- **ACTION ITEM**: Transcribe the data that follows, exactly and in full.
---------- SOURCE DATA ----------
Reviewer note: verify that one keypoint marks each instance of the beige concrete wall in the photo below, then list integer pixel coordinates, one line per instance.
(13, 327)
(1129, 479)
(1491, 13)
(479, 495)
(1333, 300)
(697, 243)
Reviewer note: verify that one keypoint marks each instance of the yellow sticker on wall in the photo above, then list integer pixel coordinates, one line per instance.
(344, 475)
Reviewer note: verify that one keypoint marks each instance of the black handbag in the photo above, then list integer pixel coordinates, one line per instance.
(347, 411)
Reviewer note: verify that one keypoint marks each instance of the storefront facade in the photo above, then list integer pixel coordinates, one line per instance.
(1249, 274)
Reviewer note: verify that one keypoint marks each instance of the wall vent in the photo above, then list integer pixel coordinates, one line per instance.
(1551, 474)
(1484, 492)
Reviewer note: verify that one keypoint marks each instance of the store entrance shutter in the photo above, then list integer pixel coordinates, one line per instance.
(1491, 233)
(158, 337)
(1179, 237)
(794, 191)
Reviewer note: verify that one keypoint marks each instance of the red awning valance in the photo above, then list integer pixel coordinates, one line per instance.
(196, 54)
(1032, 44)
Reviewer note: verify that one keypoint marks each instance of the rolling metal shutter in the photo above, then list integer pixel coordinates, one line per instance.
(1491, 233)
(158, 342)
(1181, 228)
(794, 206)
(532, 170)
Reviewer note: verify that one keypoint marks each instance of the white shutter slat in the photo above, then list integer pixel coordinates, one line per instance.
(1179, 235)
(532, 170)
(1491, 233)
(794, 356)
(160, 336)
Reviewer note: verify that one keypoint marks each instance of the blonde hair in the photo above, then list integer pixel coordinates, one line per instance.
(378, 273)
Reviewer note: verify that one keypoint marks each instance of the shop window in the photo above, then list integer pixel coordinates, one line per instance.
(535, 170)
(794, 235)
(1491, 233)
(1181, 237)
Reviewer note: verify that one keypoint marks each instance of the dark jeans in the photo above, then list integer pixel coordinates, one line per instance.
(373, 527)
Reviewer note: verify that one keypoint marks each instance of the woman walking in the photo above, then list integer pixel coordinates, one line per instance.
----------
- **TASK ANSWER**:
Reviewer note: verify that one keypoint marks each instance of the beige concrete wall in the photo below, then list integer pixel coordinates, one line per instance.
(13, 327)
(1129, 479)
(1491, 13)
(479, 495)
(1333, 300)
(697, 243)
Reviewer note: verify that one keypoint marks each instance of the yellow sticker on wall in the photo above, then list integer pixel coordinates, one line per instance.
(344, 475)
Reviewer note: verify that one keypoint marks each instance of the black handbag in the photo above, then list integer pixel coordinates, one line per instance.
(347, 411)
Reviewer note: verify that one keypoint marks each instance of the storefront facade in the photo above, then list integer pixel coordinates, one line per instance.
(1249, 274)
Reviewer note: verify that one keypoint marks each instance of the wall vent in the photo above, then list integer pixel coordinates, one line per instance.
(1551, 474)
(1484, 492)
Reviewer note: verify that one keypoint marks each instance of the store entrance shutter in the photo above, then list integer pixel coordinates, one line per instance.
(1491, 233)
(158, 337)
(1179, 237)
(794, 191)
Reviewer note: verify that one keypoint marks each instance of the red awning valance in the photo above, then list integer pixel coordinates, one line per instance.
(196, 54)
(1032, 44)
Reviewer note: verify that one keypoint marks each instance of the rolling metal shutter in the photo above, then list integer pixel coordinates, one line per instance.
(1491, 233)
(158, 342)
(1181, 228)
(794, 206)
(532, 170)
Reviewer note: verify that one keypoint marks each instance of the white shutter slat in the photo above, then list integer pixel coordinates, one line per instance.
(1179, 235)
(532, 170)
(1491, 233)
(794, 356)
(160, 336)
Reviewer note: verify that one keypoint marks each instance of the blonde hair in the photo above, then list integer pixel coordinates, one line per instance.
(378, 273)
Reviewer note: verify that one keypoint marks each instance of the shop window in the photo above, then list integer pixel coordinates, one line per instance.
(535, 170)
(794, 235)
(1491, 233)
(1181, 237)
Reviewer note: verify that one keypoint marks each instance of the dark jeans in the photo above, then list integer pixel coordinates, one line per instance.
(373, 527)
Reviewer note: verify that one keypoint marks each instance of the woman walking in the photo above, then list integer pixel coordinates, one line per instance.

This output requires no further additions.